Top of SUPPLIED INFORMATION
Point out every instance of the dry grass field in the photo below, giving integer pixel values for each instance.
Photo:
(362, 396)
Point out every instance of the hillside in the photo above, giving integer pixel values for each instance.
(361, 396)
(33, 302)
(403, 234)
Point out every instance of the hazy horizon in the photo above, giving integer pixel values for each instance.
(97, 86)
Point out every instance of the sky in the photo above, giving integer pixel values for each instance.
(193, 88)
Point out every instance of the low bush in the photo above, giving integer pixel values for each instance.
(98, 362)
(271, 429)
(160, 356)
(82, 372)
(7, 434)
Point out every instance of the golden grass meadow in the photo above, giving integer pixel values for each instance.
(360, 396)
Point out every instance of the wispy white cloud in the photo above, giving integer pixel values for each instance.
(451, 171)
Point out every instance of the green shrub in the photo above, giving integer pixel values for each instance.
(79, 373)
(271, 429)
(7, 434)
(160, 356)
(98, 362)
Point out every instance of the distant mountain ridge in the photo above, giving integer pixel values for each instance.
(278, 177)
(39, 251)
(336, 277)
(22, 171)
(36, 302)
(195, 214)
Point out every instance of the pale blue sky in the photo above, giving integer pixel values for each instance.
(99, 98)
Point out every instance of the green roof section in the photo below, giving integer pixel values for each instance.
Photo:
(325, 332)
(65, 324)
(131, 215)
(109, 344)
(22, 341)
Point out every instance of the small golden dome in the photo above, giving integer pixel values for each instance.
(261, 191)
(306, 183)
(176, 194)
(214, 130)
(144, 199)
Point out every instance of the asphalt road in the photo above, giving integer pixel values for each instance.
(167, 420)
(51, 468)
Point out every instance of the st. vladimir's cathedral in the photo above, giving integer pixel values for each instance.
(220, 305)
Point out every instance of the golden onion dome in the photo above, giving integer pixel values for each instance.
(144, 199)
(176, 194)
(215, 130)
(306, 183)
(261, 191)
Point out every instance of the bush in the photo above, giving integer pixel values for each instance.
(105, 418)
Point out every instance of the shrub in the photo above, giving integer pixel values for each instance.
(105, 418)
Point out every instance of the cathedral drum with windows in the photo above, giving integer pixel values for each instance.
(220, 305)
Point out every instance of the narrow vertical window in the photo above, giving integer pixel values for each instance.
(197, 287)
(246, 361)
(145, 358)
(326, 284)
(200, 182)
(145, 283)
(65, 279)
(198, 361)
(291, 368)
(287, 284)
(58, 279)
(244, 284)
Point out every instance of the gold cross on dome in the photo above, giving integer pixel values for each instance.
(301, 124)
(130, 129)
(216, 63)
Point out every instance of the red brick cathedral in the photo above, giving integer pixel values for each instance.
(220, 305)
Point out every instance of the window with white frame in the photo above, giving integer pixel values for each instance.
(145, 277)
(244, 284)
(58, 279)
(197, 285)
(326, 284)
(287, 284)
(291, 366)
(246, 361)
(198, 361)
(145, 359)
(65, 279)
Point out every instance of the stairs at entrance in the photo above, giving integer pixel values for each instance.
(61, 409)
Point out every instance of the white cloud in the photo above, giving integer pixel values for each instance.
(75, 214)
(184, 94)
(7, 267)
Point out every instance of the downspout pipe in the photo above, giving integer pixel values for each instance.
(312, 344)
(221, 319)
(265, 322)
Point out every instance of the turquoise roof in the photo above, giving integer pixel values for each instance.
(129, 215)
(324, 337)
Bottom of SUPPLIED INFORMATION
Starting at the line that contains "Point out every instance of the turquoise", reproduce each line through the end of the records exactly, both ends included.

Point out every instance of the turquoise roof in the photo above, giving integer pixel values for each instance.
(129, 215)
(324, 337)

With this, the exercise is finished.